Material for this task
# # # # # # #

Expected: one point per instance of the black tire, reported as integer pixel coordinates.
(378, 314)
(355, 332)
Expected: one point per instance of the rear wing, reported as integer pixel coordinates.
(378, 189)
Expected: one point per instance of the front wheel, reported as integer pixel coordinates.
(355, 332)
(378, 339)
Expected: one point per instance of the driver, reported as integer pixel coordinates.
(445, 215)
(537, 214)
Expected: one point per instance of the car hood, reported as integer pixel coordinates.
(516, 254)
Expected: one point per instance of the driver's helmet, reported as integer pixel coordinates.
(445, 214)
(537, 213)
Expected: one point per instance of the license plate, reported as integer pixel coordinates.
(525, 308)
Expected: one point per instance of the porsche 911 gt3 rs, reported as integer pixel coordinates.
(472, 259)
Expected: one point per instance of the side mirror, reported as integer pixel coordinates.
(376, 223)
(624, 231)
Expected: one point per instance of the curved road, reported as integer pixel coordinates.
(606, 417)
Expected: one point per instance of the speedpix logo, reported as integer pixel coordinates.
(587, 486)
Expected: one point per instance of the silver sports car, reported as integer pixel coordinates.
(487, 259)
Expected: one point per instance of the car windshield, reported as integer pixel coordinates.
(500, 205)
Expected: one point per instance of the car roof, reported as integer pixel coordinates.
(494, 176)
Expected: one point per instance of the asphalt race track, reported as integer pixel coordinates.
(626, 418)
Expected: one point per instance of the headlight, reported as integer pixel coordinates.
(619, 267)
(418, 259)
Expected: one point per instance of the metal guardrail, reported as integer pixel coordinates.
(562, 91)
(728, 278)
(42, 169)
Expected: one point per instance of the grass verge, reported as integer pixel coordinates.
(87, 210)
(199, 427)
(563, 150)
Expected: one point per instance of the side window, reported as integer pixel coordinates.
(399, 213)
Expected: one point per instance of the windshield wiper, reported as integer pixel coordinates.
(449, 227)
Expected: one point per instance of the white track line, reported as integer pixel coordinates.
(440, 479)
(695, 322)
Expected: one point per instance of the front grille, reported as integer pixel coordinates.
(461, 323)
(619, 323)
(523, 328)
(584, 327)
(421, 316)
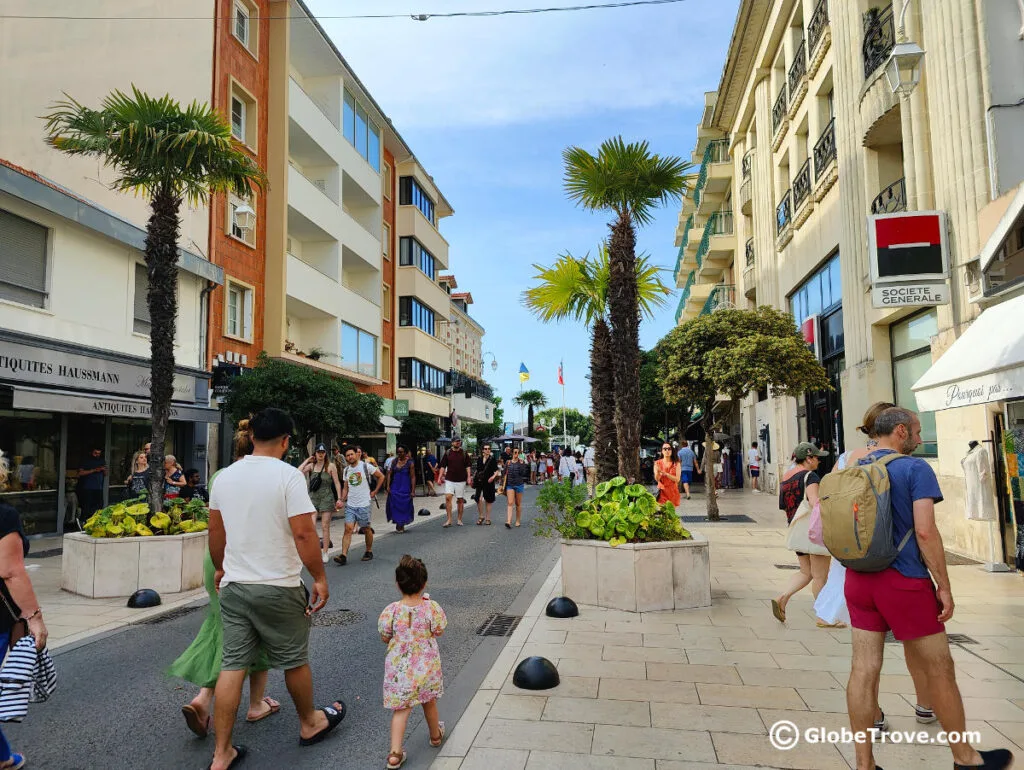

# # # # # # #

Short problem
Reproduce every row above verbatim, omitting the picture.

Full answer
Expected: one point per instance of the black tire, reported as integer pixel coordinates.
(378, 314)
(355, 332)
Expected: one point per instance of the rear wing, reported as integer pixel coordinates.
(378, 189)
Expected: one point per instance of the front wheel, reported as integer pixel coordinates.
(355, 332)
(378, 339)
Expected: one point per instance of the driver, reported as integer pixel coordinates.
(445, 215)
(537, 214)
Expected: one point per instance of the car hood, reported as integer pixel coordinates.
(516, 254)
Expected: one point per instance of the driver's helmet, reported as integer pixel coordinates.
(445, 214)
(537, 213)
Expected: one point per instance of the license plate, reported as integer pixel coordinates.
(525, 308)
Expected: one point per instance of the porsche 911 gt3 rs, reported as integer pixel coordinates.
(472, 259)
Expected: one point per instance of the side mirror, reported as integer pixel coordinates.
(376, 223)
(624, 231)
Expected: one point per instance of the curved road, reported as integer pixel coordinates.
(606, 417)
Expected: one point per instance of the speedpix logo, reported as integer pixel coordinates.
(587, 486)
Expected: one point per instance of the silver sports car, reported as integer pixel coordinates.
(487, 259)
Expected: one point per instance of the car windshield, reported as integer pixel coordinates.
(500, 205)
Expected: one point per instance of the car roof, reported as integer pixel coordinates.
(494, 176)
Expected: one point per instance of the asphalt race track, reported as integer pixel coordinates.
(626, 418)
Expected: one point per instance of the headlight, reported as integer pixel coordinates.
(619, 267)
(418, 259)
Expected: one point per instance of the metal guardrail, reported as integer pixel coordinates.
(562, 91)
(728, 278)
(42, 169)
Expected: one point per instance of the grass verge, reported as integer pixel coordinates.
(87, 210)
(199, 427)
(563, 150)
Expected: one point per instance of the side window, reported as integer pixel coordinates.
(399, 213)
Expected: one point per instance of the windshield wiper, reported as integer pixel coordinates.
(449, 227)
Expected: one point per instance of the white track line, reported as integer pixel coordinates.
(440, 479)
(695, 322)
Expected: one point per instance of the front grille, reported as integer pixel coordinates.
(461, 323)
(619, 323)
(523, 328)
(584, 327)
(421, 316)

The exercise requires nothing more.